=== JOB ===
Copy all the material that follows, keeping every character the same.

= = =

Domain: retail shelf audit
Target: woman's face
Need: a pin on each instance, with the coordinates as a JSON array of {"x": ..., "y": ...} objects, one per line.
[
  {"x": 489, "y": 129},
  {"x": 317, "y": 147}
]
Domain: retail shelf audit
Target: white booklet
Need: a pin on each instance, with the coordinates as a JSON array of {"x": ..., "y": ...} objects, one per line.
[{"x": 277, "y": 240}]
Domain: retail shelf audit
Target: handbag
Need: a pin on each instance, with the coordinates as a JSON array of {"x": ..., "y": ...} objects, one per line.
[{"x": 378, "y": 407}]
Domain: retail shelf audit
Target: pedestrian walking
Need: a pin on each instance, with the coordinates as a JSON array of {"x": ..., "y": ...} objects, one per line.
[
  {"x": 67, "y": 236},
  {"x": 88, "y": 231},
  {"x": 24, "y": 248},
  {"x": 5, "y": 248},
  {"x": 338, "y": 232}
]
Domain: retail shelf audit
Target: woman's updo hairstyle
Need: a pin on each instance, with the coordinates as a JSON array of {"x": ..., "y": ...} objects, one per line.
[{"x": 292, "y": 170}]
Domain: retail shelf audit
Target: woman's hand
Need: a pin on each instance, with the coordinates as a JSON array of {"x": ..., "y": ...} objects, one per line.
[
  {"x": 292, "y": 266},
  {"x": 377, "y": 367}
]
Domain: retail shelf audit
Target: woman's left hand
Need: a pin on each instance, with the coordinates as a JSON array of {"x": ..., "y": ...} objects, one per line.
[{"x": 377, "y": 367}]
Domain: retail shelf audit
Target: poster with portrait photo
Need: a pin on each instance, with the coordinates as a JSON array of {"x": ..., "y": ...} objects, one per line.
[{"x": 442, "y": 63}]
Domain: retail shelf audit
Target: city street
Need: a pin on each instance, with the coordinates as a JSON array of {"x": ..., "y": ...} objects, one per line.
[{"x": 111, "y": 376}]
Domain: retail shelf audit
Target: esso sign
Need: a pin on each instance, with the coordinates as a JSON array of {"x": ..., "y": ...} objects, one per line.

= = =

=== RESULT OF THE TASK ===
Domain: retail shelf audit
Target: woman's face
Need: a pin on each instance, with the coordinates as a JSON array of {"x": ..., "y": ...} objects, one per line.
[
  {"x": 489, "y": 129},
  {"x": 317, "y": 147}
]
Domain: retail shelf audit
Target: white booklet
Need: a pin on each instance, with the coordinates as a JSON array of {"x": ..., "y": ...} objects, one per line.
[{"x": 277, "y": 240}]
Domain: retail shelf audit
Target: handbag
Need: a pin on each instance, with the coordinates as a JSON array of {"x": ..., "y": ...} objects, one per line.
[{"x": 378, "y": 407}]
Domain: retail shelf audit
Target: pedestrian walking
Need: a pin on each instance, with the coordinates as a JSON array of {"x": ..., "y": ...} objects, one per line.
[
  {"x": 67, "y": 236},
  {"x": 88, "y": 231},
  {"x": 24, "y": 248},
  {"x": 5, "y": 248},
  {"x": 338, "y": 232}
]
Domain: retail shelf audit
Target: woman's updo hairstyle
Need: a pin on each instance, with the coordinates as a JSON array of {"x": ..., "y": ...} objects, one per line.
[{"x": 292, "y": 170}]
Domain: retail shelf audit
Target: woman's hand
Need: a pin on each instance, with the coordinates as a JSON array of {"x": ..., "y": ...} objects, one per line.
[
  {"x": 292, "y": 266},
  {"x": 377, "y": 367}
]
Domain: retail shelf audit
Target: woman's left hand
Need: a pin on each instance, with the coordinates as a JSON array of {"x": ..., "y": ...} objects, one per line.
[{"x": 377, "y": 367}]
Domain: retail shelf audit
Target: poster with portrait photo
Need: a pin on each instance, with the coordinates as a JSON array of {"x": ..., "y": ...} objects, one per line.
[{"x": 442, "y": 63}]
Domain: retail shelf audit
Target: city street
Need: a pin on each instance, with the coordinates as a JSON array of {"x": ..., "y": ...} objects, one per line.
[{"x": 111, "y": 376}]
Domain: retail shelf audit
Target: esso sign
Need: a pin on each instance, with the coordinates as a JSON array of {"x": ..., "y": ...} objects, one per line.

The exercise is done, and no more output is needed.